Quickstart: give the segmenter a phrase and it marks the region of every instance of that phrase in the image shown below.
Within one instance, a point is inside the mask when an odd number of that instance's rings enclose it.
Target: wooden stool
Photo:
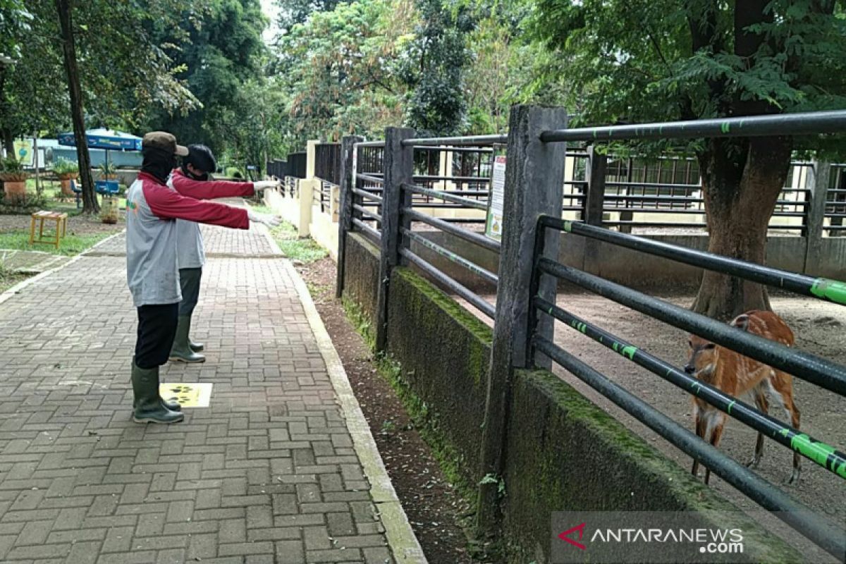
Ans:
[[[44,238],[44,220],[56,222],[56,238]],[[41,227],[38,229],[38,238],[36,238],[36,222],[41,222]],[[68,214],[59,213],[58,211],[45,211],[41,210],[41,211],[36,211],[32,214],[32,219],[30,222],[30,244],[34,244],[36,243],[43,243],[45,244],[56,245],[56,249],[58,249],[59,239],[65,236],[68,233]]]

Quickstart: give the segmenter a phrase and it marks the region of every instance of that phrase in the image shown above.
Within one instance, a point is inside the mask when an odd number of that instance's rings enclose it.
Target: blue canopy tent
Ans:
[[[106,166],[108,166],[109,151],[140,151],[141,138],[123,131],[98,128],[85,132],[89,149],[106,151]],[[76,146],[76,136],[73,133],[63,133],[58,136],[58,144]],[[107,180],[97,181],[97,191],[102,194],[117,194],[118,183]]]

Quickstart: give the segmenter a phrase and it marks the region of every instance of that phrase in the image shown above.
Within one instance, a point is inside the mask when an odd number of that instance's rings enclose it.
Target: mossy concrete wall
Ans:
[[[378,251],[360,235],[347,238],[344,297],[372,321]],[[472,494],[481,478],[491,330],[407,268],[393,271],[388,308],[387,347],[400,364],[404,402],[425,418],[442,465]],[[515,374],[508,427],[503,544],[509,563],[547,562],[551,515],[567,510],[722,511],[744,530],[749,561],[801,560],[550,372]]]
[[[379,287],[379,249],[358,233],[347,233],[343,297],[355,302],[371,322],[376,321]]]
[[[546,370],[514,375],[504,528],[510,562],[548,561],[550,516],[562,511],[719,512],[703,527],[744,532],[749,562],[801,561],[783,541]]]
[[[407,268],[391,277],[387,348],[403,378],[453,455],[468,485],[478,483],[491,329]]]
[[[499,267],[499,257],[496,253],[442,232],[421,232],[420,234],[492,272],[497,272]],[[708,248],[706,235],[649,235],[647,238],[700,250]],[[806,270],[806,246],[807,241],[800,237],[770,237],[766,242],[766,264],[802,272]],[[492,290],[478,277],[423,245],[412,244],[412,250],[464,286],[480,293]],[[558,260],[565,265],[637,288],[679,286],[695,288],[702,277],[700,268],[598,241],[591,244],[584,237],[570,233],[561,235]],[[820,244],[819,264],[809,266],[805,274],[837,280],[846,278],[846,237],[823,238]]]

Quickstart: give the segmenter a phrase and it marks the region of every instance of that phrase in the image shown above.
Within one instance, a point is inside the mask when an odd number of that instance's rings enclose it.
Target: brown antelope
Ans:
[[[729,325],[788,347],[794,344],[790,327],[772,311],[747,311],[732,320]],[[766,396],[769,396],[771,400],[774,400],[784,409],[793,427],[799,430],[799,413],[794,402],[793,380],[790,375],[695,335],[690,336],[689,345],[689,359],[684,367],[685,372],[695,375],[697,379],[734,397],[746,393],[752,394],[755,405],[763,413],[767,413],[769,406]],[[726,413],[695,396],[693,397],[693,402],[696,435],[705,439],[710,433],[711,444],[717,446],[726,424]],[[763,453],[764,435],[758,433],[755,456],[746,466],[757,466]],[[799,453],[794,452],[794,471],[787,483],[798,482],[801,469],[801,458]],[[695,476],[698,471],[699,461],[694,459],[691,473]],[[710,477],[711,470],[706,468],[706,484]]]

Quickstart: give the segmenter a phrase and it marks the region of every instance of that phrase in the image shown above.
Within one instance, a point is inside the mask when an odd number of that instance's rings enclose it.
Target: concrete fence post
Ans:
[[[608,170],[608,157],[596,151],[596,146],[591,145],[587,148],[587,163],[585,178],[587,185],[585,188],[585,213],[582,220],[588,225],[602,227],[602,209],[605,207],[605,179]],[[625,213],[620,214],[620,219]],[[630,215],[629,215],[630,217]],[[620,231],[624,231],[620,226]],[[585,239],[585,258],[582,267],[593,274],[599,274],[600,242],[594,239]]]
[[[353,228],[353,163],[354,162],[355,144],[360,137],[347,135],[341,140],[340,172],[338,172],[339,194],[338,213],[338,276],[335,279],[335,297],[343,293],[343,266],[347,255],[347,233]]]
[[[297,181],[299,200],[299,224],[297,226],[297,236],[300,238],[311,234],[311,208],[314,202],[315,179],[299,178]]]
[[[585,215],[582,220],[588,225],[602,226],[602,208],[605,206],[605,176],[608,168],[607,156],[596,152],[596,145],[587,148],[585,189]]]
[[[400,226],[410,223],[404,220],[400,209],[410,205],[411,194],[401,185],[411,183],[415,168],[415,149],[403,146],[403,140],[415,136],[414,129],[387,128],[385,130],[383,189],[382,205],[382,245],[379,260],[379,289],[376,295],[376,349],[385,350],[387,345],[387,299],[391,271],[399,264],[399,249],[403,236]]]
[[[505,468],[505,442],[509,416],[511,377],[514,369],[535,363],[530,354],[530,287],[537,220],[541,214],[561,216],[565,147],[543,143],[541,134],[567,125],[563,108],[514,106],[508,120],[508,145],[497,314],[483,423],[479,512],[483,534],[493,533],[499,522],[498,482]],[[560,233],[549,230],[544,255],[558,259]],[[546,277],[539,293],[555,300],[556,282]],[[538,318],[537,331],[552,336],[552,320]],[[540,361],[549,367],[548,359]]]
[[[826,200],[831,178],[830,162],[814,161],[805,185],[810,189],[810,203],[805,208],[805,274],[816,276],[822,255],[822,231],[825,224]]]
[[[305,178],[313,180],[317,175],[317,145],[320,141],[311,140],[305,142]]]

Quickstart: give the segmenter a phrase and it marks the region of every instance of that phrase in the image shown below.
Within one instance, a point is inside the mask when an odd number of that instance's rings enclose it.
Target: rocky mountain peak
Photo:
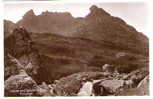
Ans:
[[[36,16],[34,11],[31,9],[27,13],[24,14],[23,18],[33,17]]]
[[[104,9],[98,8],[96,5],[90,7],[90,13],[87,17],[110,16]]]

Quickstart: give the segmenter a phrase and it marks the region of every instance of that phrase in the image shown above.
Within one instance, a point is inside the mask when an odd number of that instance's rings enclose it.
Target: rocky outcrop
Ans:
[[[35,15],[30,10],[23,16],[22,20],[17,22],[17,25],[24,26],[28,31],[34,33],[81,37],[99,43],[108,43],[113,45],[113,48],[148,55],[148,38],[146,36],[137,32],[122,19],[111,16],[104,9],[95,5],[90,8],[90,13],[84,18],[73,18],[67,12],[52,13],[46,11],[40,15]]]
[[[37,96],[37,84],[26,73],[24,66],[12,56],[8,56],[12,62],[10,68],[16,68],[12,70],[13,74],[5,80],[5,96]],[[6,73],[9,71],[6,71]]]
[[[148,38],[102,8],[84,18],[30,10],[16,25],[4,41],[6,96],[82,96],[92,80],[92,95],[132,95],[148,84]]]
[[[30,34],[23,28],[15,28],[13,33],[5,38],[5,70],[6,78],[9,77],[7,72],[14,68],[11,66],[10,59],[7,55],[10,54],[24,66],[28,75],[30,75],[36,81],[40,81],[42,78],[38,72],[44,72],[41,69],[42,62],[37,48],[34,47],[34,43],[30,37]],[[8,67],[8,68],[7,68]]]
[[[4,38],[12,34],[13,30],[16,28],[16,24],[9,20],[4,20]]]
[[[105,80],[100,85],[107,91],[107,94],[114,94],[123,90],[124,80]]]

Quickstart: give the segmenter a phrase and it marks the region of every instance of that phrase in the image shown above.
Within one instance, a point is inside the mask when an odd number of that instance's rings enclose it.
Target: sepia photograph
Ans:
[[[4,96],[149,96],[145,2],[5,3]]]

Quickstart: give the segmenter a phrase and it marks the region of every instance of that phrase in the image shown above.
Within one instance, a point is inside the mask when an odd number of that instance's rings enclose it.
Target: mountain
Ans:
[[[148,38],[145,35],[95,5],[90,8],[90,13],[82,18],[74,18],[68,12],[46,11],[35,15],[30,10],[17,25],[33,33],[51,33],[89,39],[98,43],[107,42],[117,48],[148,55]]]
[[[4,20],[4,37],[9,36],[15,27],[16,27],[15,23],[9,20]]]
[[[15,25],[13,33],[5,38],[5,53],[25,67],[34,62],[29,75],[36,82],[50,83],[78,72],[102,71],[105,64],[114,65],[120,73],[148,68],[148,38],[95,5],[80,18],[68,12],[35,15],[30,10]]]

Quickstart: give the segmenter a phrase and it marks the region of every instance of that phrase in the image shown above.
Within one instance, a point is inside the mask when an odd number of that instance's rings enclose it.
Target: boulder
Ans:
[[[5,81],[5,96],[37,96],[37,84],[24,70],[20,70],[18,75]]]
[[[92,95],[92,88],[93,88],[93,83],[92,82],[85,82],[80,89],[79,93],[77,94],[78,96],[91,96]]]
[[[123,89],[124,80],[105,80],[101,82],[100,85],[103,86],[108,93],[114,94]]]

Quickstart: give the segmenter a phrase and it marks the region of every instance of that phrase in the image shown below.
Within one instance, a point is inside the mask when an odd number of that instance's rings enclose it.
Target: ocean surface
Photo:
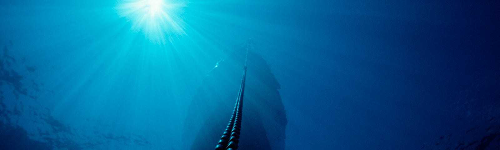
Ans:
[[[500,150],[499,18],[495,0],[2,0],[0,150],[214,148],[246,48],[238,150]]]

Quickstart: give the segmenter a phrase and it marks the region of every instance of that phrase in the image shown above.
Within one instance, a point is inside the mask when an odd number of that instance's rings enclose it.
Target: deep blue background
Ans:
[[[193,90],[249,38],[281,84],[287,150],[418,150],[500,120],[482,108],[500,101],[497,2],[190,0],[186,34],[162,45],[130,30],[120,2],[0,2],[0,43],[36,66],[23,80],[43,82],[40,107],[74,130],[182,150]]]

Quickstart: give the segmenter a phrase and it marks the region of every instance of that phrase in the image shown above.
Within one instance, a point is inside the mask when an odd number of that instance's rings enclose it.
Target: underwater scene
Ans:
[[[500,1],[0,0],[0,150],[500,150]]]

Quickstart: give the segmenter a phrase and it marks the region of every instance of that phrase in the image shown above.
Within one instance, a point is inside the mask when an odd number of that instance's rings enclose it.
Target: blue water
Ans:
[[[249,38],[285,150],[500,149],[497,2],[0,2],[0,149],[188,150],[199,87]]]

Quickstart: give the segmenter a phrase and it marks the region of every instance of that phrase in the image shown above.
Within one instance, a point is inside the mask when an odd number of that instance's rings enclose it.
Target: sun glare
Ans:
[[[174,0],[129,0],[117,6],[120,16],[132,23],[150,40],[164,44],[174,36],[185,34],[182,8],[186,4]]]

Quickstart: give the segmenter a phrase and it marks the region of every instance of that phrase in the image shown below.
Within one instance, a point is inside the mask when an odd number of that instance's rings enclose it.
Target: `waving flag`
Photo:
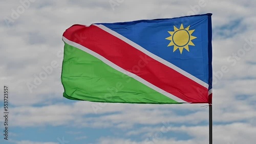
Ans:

........

▶ _EXERCISE DIRECTIONS_: Count how many lines of the records contain the word "mountain", and reply with that number alone.

▶ _EXERCISE OUTPUT_: 2